Pemilu Myanmar, dari Suu Kyi Hingga Diskriminasi Muslim

Amanda Puspita Sari | CNN Indonesia
Sabtu, 07 Nov 2015 17:55 WIB
Myanmar menjelang pemilu, namun banyak hal yang masih disoroti, terkait diskriminasi terhadap Muslim hingga penghasutan dan pengrusakan di beberapa wilayah.
(Reuters/Olivia Harris)
Jakarta, CNN Indonesia -- Myanmar akan menggelar pemilu demokratis pada 8 November 2015, yang diharapkan dapat menjadi pemilu pertama yang berlangsung bebas dan adil dalam 25 tahun terakhir.

Pemilu ini juga diharapkan dapat membantu penerapan reformasi setelah Myanmar mulai memeluk demokrasi pada 2011, pasca lepas dari pemerintahan junta militer yang telah berkuasa lebih dari setengah abad.

Menurut catatan Thomson Reuters Foundation, terdapat lebih dari 90 partai dengan lebih dari 6.000 kandidat akan turut bertarung memperebutkan total 1.171 kursi parlemen dan semua majelis yang mewakili 14 negara bagian dan daerah di Myanmar.

ADVERTISEMENT

SCROLL TO CONTINUE WITH CONTENT

Parlemen Myanmar, atau Pyidaungsu Hluttaw merupakan lembaga bikameral yang terdiri dari Dewan Perwakilan Rakyat (Pyithu Hluttaw) dengan 440 kursi, dan Parlemen Nasional (Amyotha Hluttaw) dengan 224 kursi. Dari total 664 kursi di parlemen, terdapat 166 kursi yang disediakan untuk perwakilan militer, sesuai dengan rancangan undang-undang di bawah pemerintahan militer.

Para anggota parlemen yang terpilih beserta perwakilan militer tersebut kemudian akan menentukan presiden Myanmar selanjutnya yang akan membentuk pemerintahan.

» **TUGAS LATIHAN**
1 > Tuliskan kembali tanpa perubahan seluruh bagian artikel pemilu Myanmar, mulai dari "Menurut catatan Thomson" sampai ke "daerah di Myanmar.".
2 > Ringkas paragraf artikel pemilu Myanmar yang diawali "Parlemen Myanmar, atau Pyidaungsu Hluttaw" menjadi daftar poin singkat yang memuat fakta-fakta utamanya.
3 > Lanjutkan artikel pemilu Myanmar setelah kalimat terakhirnya.

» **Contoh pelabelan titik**
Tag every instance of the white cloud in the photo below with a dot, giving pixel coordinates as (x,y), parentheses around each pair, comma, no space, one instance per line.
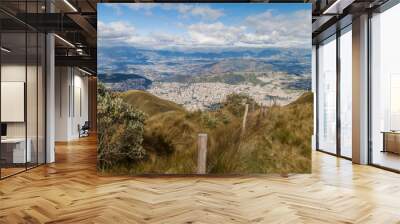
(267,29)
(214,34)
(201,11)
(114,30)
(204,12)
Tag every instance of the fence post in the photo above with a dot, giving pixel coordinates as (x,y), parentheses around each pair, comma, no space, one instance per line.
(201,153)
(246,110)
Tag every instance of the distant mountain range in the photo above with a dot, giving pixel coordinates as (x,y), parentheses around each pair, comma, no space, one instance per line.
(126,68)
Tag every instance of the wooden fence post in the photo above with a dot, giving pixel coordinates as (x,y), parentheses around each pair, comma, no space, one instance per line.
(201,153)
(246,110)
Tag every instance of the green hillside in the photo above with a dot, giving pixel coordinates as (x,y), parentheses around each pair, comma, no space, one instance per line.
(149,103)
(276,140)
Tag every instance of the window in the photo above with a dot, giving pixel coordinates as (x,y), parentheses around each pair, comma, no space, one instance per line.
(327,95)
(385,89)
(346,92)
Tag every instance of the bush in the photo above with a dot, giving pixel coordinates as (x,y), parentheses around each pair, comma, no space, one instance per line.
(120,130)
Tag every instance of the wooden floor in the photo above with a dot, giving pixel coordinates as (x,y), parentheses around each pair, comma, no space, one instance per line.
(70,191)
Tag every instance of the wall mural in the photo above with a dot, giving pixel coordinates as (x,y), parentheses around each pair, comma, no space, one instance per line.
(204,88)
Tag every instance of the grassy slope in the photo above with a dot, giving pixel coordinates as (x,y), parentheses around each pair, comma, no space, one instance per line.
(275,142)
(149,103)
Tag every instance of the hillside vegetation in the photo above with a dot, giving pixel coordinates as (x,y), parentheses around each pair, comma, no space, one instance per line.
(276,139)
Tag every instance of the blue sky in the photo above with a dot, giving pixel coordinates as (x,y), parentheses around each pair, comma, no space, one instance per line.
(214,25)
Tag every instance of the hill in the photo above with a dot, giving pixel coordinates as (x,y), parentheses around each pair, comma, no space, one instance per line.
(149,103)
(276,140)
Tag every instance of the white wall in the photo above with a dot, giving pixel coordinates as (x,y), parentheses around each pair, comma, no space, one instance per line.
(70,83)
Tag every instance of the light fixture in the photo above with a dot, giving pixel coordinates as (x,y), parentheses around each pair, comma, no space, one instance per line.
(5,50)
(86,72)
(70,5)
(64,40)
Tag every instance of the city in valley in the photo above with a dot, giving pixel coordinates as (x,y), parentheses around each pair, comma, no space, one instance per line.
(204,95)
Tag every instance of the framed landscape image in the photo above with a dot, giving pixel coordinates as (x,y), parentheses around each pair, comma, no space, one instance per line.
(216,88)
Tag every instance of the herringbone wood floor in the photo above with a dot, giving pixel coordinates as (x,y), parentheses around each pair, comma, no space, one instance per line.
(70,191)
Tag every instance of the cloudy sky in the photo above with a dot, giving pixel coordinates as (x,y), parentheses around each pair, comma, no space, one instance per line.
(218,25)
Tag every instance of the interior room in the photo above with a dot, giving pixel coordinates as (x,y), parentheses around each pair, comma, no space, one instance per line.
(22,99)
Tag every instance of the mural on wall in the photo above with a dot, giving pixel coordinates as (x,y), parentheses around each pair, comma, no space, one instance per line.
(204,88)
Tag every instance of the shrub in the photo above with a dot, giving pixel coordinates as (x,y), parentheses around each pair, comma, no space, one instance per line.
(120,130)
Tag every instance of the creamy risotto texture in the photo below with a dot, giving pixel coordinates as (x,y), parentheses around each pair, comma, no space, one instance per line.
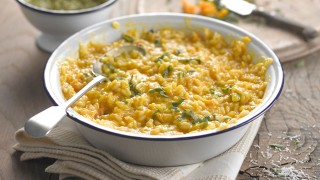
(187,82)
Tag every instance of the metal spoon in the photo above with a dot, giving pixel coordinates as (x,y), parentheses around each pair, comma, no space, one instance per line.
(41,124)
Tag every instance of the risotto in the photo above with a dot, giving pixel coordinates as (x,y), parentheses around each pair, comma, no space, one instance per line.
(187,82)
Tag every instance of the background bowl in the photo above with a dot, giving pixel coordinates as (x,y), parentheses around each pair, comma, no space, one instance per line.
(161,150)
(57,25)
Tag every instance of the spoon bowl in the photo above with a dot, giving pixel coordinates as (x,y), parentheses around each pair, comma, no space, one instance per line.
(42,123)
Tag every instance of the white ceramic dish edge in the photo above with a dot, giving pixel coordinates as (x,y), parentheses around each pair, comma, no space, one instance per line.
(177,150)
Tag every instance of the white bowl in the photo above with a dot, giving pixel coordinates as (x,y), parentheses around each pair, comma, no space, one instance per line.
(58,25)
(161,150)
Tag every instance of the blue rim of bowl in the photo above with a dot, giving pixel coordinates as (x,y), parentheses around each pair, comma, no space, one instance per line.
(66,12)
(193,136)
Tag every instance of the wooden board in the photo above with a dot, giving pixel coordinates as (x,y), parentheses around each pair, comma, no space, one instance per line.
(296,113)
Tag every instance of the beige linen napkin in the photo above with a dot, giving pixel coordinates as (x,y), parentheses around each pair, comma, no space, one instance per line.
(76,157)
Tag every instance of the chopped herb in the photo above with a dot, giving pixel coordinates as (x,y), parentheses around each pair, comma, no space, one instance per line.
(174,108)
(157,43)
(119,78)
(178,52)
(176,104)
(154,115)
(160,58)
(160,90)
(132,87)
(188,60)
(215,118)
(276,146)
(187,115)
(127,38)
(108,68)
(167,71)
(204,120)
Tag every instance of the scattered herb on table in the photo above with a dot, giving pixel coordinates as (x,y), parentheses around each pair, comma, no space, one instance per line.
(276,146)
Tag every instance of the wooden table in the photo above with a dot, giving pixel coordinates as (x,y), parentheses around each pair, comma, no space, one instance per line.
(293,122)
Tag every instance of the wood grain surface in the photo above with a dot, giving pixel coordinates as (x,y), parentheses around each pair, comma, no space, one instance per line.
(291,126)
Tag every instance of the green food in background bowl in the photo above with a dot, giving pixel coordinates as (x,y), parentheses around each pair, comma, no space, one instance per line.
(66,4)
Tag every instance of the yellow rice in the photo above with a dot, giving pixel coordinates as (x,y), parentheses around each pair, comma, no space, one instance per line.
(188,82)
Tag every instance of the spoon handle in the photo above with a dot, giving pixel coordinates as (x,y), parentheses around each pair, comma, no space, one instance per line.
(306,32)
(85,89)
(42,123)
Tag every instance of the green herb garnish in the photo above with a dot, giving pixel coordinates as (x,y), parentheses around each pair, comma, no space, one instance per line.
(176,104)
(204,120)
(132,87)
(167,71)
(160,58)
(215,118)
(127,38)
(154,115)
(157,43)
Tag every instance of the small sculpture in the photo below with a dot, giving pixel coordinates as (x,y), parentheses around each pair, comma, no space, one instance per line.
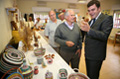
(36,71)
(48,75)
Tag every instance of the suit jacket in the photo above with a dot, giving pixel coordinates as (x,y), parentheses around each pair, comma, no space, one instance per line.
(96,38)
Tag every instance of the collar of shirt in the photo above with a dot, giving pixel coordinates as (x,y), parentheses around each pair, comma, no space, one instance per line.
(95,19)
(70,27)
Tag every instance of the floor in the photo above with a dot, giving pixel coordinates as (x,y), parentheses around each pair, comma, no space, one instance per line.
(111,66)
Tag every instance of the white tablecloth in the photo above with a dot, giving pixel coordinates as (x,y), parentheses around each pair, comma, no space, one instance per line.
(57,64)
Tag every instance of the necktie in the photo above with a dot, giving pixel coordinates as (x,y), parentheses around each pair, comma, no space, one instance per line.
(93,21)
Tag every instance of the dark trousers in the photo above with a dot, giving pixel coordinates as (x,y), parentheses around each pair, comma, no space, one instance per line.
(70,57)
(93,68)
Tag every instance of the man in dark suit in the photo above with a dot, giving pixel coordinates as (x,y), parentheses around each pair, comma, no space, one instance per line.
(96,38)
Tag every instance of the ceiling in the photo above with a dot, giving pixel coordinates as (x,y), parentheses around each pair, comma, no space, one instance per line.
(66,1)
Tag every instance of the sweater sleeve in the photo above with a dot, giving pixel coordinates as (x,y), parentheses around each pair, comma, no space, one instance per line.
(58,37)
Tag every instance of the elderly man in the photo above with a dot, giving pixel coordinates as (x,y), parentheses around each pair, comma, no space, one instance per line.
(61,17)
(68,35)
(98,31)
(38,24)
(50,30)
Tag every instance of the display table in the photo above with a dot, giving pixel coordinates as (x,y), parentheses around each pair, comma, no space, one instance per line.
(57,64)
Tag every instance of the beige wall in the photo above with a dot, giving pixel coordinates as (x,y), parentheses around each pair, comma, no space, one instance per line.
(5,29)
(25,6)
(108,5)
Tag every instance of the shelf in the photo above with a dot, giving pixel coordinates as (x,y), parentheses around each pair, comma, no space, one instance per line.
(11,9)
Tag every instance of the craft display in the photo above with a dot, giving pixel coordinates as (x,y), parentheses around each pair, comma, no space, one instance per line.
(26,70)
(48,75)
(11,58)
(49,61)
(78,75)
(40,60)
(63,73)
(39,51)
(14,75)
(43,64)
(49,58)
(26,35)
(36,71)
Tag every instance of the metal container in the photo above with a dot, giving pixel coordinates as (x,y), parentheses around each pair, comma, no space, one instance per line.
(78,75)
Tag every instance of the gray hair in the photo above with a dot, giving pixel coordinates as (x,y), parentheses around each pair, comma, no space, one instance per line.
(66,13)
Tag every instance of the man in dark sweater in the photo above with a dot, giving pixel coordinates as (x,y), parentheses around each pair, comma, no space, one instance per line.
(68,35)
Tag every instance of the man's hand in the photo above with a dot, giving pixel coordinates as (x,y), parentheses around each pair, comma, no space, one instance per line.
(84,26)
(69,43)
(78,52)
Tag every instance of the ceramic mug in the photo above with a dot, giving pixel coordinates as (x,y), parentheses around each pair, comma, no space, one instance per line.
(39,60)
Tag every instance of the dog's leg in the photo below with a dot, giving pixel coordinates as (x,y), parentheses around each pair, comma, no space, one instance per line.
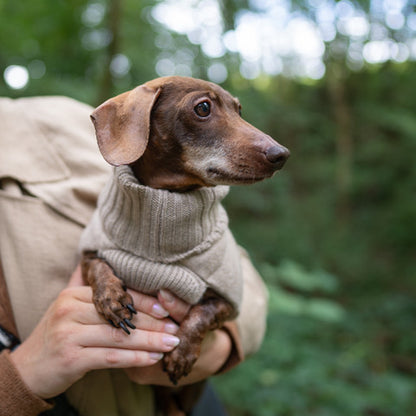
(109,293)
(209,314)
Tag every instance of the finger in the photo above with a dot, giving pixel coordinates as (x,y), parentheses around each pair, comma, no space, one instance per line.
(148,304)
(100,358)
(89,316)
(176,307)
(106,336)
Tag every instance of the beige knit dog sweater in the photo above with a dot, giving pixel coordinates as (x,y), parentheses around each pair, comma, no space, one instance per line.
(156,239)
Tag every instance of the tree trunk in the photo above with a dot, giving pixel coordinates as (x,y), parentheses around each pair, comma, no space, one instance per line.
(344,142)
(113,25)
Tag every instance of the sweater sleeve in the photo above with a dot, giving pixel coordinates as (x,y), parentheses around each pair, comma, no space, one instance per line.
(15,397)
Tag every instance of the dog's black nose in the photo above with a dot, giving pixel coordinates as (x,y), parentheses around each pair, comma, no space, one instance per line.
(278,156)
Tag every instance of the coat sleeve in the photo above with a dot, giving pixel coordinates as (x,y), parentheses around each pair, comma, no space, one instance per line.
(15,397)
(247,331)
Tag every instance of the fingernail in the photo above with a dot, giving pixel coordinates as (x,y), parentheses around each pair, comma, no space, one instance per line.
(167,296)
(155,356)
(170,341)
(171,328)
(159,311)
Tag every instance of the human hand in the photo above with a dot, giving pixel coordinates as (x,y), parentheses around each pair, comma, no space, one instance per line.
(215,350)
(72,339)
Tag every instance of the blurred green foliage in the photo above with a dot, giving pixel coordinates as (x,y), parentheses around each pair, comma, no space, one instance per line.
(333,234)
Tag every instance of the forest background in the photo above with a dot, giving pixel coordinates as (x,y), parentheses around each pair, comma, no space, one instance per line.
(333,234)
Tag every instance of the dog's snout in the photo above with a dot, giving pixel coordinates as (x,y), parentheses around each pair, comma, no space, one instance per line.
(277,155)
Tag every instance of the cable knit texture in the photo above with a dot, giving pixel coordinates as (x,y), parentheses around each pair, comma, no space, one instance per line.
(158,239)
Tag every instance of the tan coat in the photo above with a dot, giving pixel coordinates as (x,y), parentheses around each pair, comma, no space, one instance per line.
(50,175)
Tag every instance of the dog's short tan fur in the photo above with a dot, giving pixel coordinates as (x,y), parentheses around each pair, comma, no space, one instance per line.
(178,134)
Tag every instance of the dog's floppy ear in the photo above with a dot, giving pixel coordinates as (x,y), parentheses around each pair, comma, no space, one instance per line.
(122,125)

» **JAWABAN TUGAS**
1 >
Menurut catatan Thomson Reuters Foundation, terdapat lebih dari 90 partai dengan lebih dari 6.000 kandidat akan turut bertarung memperebutkan total 1.171 kursi parlemen dan semua majelis yang mewakili 14 negara bagian dan daerah di Myanmar.

2 >
- Parlemen Myanmar (Pyidaungsu Hluttaw) bersifat bikameral.
- Dewan Perwakilan Rakyat (Pyithu Hluttaw) memiliki 440 kursi.
- Parlemen Nasional (Amyotha Hluttaw) memiliki 224 kursi.
- Dari total 664 kursi, 166 kursi disediakan untuk perwakilan militer sesuai rancangan undang-undang di bawah pemerintahan militer.

3 >
Dari puluhan partai yang berpartisipasi, terdapat dua partai yang mencuri sebagian besar perhatian publik, yaitu Partai Persatuan Solidaritas dan Pembangunan (USDP) yang berkuasa yang dipimpin oleh Presiden Thein Sein, dan Liga Nasional untuk Demokrasi (NLD), partai oposisi terbesar pimpinan peraih Nobel, Aung San Suu Kyi.

USDP didirikan di bawah pemerintahan militer Myanmar menjelang pemilu 2010 silam. Diresmikan sebagai partai politik pada 2 Juni 2010 oleh Komisi Pemilu Bersatu Myanmar, sebagian besar politisi USDP merupakan mantan jenderal militer dan taipun yang berusaha mempertahankan hubungan yang dekat dengan pemerintahan.

Pada pemilu tahun 2010, USDP memenangkan 75 persen suara dari seluruh kursi yang diperebutkan. Hasil ini secara luas memantik kecurigaan akan kecurangan hasil pemilu.

Pada pemilu sela tahun 2012, USDP tidak memenangkan satu pun kursi parlemen. Sementara, NLD menang telak 43 kursi dari 46 kursi parlemen yang diperebutkan. Pakar menilai pemilu ini adalah momen perjuangan USDP melawan oposisi.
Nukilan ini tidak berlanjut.